Quanto all’esperienza della DAD, la giudica positivamente il 34% dei genitori con figli tra i 5 e i 17 anni e il 48% degli insegnanti. Viene riconosciuta oggi una migliore organizzazione rispetto alla fase emergenziale (il dato sale fino al 79% fra gli insegnanti), ma tanto le famiglie quanto gli insegnanti – uno su due in entrambi i casi, con pochissima differenza – sono consapevoli che con la didattica a distanza non è ancora garantito un accesso adeguato a tutti gli studenti. I genitori evidenziano anche la distrazione dei ragazzi durate le lezione (73%), una sottovalutazione della situazione emotiva dei ragazzi (63%), la poca padronanza tecnica da parte degli insegnanti (48%) e una metodologia didattica non adeguata (44%), con un 39% che lamenta un carico eccessivo per i genitori a supporto della DAD.
Dati che finalmente smentiscono anche la narrativa odiosa che in questi mesi è stata appiccata addosso ai genitori, come adulti interessati solo a un baby parking per i propri figli, stremati dal doversi destreggiare fra password, tabelline e analisi grammaticale o maniaci del programma. Sono criticità oggetive anche quelle, ma non sono quello il problema. Cosa è maggiormente negativo nella DAD, secondo i genitori? Al primo posto c’è l’assenza di relazioni fra compagni (83%), la tendenza all’isolamento e all’abbandono della vita sociale (61%), la riduzione degli stimoli esterni alla scuola (55%). Le difficoltà tecniche di connessione sono citate solo dal 23% dei genitori. «L’indagine – conclude il direttore dell’Istituto Demopolis, Pietro Vento – conferma il costo sociale ed evolutivo imposto dall’emergenza e dalla chiusura prolungata delle scuole su bambini e ragazzi, con effetti consistenti sull’incremento delle disuguaglianze e della povertà educativa tra i minori nel nostro Paese. Nell’anno del Covid, un vastissimo orizzonte di normalità relazionale, di dinamiche sociali, di occasioni di apprendimento è stato precluso ai minori. L’83% dei genitori testimonia come l’aspetto maggiormente negativo nella didattica a distanza, per bambini e ragazzi, sia stata l’assenza di relazioni con i compagni».

[Compiti da svolgere]
1. Rispondi alle seguenti domande sul brano sulla DAD, una risposta per riga:
(a) Quale percentuale di insegnanti giudica positivamente l'esperienza della DAD?
(b) Quale percentuale di genitori cita le difficoltà tecniche di connessione?
(c) Chi dirige l'Istituto Demopolis?
2. Trascrivi fedelmente dal brano sulla DAD il tratto che va dalle parole "Quanto all’esperienza della" fino alle parole "supporto della DAD." incluse.

[Dati estratti]
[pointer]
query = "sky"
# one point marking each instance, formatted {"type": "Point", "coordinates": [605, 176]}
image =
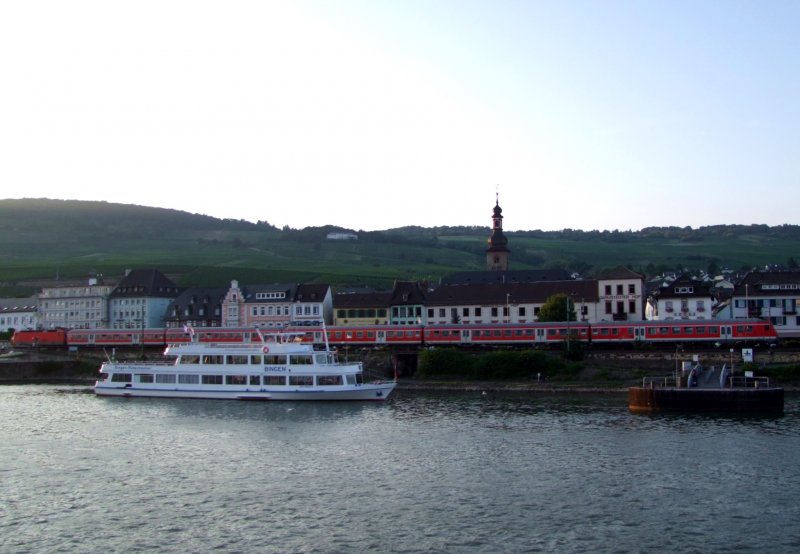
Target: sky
{"type": "Point", "coordinates": [372, 114]}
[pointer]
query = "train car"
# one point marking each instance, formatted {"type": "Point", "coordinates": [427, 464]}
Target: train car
{"type": "Point", "coordinates": [710, 331]}
{"type": "Point", "coordinates": [52, 338]}
{"type": "Point", "coordinates": [523, 334]}
{"type": "Point", "coordinates": [116, 337]}
{"type": "Point", "coordinates": [370, 335]}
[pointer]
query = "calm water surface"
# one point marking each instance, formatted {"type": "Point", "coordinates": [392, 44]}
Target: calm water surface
{"type": "Point", "coordinates": [423, 472]}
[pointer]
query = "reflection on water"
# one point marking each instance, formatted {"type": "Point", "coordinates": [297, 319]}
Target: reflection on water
{"type": "Point", "coordinates": [422, 472]}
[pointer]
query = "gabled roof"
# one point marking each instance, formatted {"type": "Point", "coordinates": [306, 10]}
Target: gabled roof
{"type": "Point", "coordinates": [685, 287]}
{"type": "Point", "coordinates": [199, 296]}
{"type": "Point", "coordinates": [620, 272]}
{"type": "Point", "coordinates": [769, 283]}
{"type": "Point", "coordinates": [362, 300]}
{"type": "Point", "coordinates": [145, 283]}
{"type": "Point", "coordinates": [17, 305]}
{"type": "Point", "coordinates": [516, 276]}
{"type": "Point", "coordinates": [406, 293]}
{"type": "Point", "coordinates": [311, 293]}
{"type": "Point", "coordinates": [518, 293]}
{"type": "Point", "coordinates": [249, 292]}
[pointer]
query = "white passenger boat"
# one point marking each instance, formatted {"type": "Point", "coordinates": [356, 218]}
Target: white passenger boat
{"type": "Point", "coordinates": [280, 367]}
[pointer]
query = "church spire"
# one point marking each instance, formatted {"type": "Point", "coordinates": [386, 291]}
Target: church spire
{"type": "Point", "coordinates": [497, 253]}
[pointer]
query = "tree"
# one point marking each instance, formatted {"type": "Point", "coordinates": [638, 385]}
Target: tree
{"type": "Point", "coordinates": [559, 307]}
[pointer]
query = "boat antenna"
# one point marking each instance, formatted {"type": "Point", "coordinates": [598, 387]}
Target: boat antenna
{"type": "Point", "coordinates": [325, 335]}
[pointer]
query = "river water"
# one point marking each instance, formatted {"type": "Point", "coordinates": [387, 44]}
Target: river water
{"type": "Point", "coordinates": [422, 472]}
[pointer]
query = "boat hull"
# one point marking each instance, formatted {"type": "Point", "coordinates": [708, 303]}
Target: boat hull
{"type": "Point", "coordinates": [376, 391]}
{"type": "Point", "coordinates": [737, 400]}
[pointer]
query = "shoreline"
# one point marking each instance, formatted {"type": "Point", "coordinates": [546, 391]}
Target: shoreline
{"type": "Point", "coordinates": [415, 385]}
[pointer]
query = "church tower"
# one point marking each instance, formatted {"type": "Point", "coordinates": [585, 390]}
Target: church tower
{"type": "Point", "coordinates": [497, 253]}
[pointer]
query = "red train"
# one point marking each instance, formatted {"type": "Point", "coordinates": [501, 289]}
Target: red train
{"type": "Point", "coordinates": [524, 334]}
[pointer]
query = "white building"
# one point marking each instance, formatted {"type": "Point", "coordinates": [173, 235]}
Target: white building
{"type": "Point", "coordinates": [75, 307]}
{"type": "Point", "coordinates": [19, 313]}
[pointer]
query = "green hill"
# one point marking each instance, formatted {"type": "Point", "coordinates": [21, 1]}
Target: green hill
{"type": "Point", "coordinates": [41, 239]}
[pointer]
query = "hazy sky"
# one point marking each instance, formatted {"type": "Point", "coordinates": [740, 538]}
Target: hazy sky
{"type": "Point", "coordinates": [374, 114]}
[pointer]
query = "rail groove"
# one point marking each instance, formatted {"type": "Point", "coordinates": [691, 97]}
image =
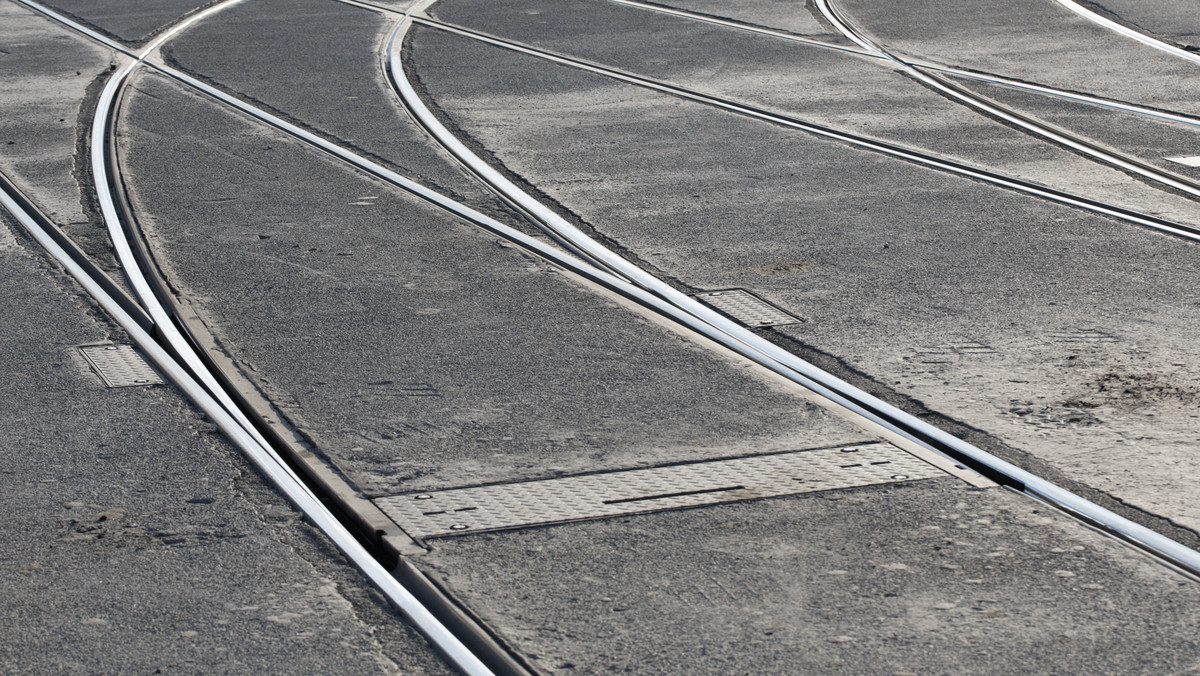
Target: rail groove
{"type": "Point", "coordinates": [898, 151]}
{"type": "Point", "coordinates": [616, 274]}
{"type": "Point", "coordinates": [693, 315]}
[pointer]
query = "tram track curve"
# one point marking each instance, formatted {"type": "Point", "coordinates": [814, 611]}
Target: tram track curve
{"type": "Point", "coordinates": [690, 313]}
{"type": "Point", "coordinates": [157, 325]}
{"type": "Point", "coordinates": [780, 360]}
{"type": "Point", "coordinates": [991, 78]}
{"type": "Point", "coordinates": [1128, 31]}
{"type": "Point", "coordinates": [990, 107]}
{"type": "Point", "coordinates": [858, 141]}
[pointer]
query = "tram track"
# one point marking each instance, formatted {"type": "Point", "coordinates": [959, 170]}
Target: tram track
{"type": "Point", "coordinates": [781, 362]}
{"type": "Point", "coordinates": [991, 78]}
{"type": "Point", "coordinates": [931, 78]}
{"type": "Point", "coordinates": [867, 143]}
{"type": "Point", "coordinates": [1011, 115]}
{"type": "Point", "coordinates": [600, 265]}
{"type": "Point", "coordinates": [162, 330]}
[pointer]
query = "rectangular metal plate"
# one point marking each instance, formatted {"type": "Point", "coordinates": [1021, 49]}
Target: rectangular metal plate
{"type": "Point", "coordinates": [120, 365]}
{"type": "Point", "coordinates": [748, 307]}
{"type": "Point", "coordinates": [631, 491]}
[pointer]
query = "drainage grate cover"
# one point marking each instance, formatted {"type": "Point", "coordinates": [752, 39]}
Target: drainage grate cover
{"type": "Point", "coordinates": [748, 307]}
{"type": "Point", "coordinates": [120, 365]}
{"type": "Point", "coordinates": [631, 491]}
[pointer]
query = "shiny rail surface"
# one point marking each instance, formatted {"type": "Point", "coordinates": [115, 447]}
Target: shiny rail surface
{"type": "Point", "coordinates": [1123, 106]}
{"type": "Point", "coordinates": [906, 154]}
{"type": "Point", "coordinates": [603, 267]}
{"type": "Point", "coordinates": [751, 346]}
{"type": "Point", "coordinates": [174, 356]}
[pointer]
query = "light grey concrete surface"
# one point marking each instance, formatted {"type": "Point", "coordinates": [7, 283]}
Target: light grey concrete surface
{"type": "Point", "coordinates": [130, 22]}
{"type": "Point", "coordinates": [792, 16]}
{"type": "Point", "coordinates": [826, 87]}
{"type": "Point", "coordinates": [1151, 139]}
{"type": "Point", "coordinates": [1007, 312]}
{"type": "Point", "coordinates": [252, 52]}
{"type": "Point", "coordinates": [417, 351]}
{"type": "Point", "coordinates": [1033, 41]}
{"type": "Point", "coordinates": [1173, 22]}
{"type": "Point", "coordinates": [135, 539]}
{"type": "Point", "coordinates": [51, 78]}
{"type": "Point", "coordinates": [925, 578]}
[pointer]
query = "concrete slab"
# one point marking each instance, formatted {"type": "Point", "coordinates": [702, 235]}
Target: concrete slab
{"type": "Point", "coordinates": [1168, 21]}
{"type": "Point", "coordinates": [1055, 331]}
{"type": "Point", "coordinates": [928, 578]}
{"type": "Point", "coordinates": [1150, 139]}
{"type": "Point", "coordinates": [792, 16]}
{"type": "Point", "coordinates": [820, 85]}
{"type": "Point", "coordinates": [135, 539]}
{"type": "Point", "coordinates": [51, 78]}
{"type": "Point", "coordinates": [415, 351]}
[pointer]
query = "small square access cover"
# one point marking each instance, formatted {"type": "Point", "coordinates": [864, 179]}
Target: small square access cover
{"type": "Point", "coordinates": [120, 365]}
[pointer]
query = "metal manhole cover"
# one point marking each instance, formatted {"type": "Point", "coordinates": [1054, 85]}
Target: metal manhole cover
{"type": "Point", "coordinates": [631, 491]}
{"type": "Point", "coordinates": [748, 307]}
{"type": "Point", "coordinates": [120, 365]}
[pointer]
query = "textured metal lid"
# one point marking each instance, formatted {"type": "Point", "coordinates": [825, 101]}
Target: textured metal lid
{"type": "Point", "coordinates": [630, 491]}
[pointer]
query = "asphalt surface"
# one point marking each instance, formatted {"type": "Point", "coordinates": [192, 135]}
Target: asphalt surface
{"type": "Point", "coordinates": [137, 539]}
{"type": "Point", "coordinates": [414, 352]}
{"type": "Point", "coordinates": [1054, 307]}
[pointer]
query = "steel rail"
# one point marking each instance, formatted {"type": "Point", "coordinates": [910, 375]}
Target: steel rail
{"type": "Point", "coordinates": [1128, 31]}
{"type": "Point", "coordinates": [690, 312]}
{"type": "Point", "coordinates": [1062, 197]}
{"type": "Point", "coordinates": [264, 458]}
{"type": "Point", "coordinates": [996, 109]}
{"type": "Point", "coordinates": [1123, 106]}
{"type": "Point", "coordinates": [745, 342]}
{"type": "Point", "coordinates": [739, 25]}
{"type": "Point", "coordinates": [181, 365]}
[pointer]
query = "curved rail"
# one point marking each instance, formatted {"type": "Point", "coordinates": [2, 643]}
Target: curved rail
{"type": "Point", "coordinates": [689, 312]}
{"type": "Point", "coordinates": [1128, 31]}
{"type": "Point", "coordinates": [1123, 106]}
{"type": "Point", "coordinates": [927, 160]}
{"type": "Point", "coordinates": [994, 108]}
{"type": "Point", "coordinates": [183, 366]}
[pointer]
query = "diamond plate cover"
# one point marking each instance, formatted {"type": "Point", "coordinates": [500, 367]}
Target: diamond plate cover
{"type": "Point", "coordinates": [630, 491]}
{"type": "Point", "coordinates": [120, 365]}
{"type": "Point", "coordinates": [748, 307]}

[Soluzioni dell'esercizio]
1.
(a) Il 48%.
(b) Il 23%.
(c) Pietro Vento.

2.
Quanto all’esperienza della DAD, la giudica positivamente il 34% dei genitori con figli tra i 5 e i 17 anni e il 48% degli insegnanti. Viene riconosciuta oggi una migliore organizzazione rispetto alla fase emergenziale (il dato sale fino al 79% fra gli insegnanti), ma tanto le famiglie quanto gli insegnanti – uno su due in entrambi i casi, con pochissima differenza – sono consapevoli che con la didattica a distanza non è ancora garantito un accesso adeguato a tutti gli studenti. I genitori evidenziano anche la distrazione dei ragazzi durate le lezione (73%), una sottovalutazione della situazione emotiva dei ragazzi (63%), la poca padronanza tecnica da parte degli insegnanti (48%) e una metodologia didattica non adeguata (44%), con un 39% che lamenta un carico eccessivo per i genitori a supporto della DAD.